TASK – Repeat the lines below, substituting "image" for every "photograph" and keeping everything else unchanged. Leave the pictures out of your answer.

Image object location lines
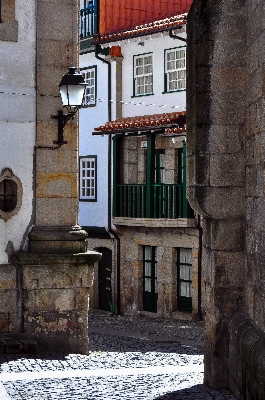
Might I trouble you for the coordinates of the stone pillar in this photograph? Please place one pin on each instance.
(57, 270)
(56, 299)
(216, 171)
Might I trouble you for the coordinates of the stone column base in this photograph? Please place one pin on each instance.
(55, 291)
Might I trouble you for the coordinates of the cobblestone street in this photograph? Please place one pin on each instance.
(129, 359)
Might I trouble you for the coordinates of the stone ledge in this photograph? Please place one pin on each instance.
(246, 359)
(88, 257)
(17, 343)
(156, 222)
(9, 31)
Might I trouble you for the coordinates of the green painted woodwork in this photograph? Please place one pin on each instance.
(154, 199)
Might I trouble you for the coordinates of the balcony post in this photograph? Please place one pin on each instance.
(150, 172)
(184, 195)
(114, 178)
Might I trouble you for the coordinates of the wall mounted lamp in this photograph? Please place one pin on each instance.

ANSWER TO THIS TASK –
Might I trouble you for the coordinates of the stone pillar in this image? Please place one pin on each instance.
(57, 270)
(56, 299)
(216, 171)
Might I trouble you for the coordinates of the stone column base in this image? Please place one pin on each instance.
(55, 291)
Might I trouble you for the coordinates of the cobblestone street in this image? Please place one pin on each instance.
(129, 359)
Might I trouble you for the coordinates of the stone ledge in this image? Please place one pin on each instance.
(246, 359)
(88, 257)
(17, 343)
(156, 222)
(9, 31)
Might I trouble you for the coordinates of the green painted woodwork in this image? Please place one pin on each instance.
(154, 199)
Might I trouble you for the coordinates of the balcony post in this image? Please place one pin on each instance.
(150, 172)
(184, 195)
(114, 178)
Might I trouble you for the coordinates of the wall mounted lamp in this image? Please place one pin on each instance.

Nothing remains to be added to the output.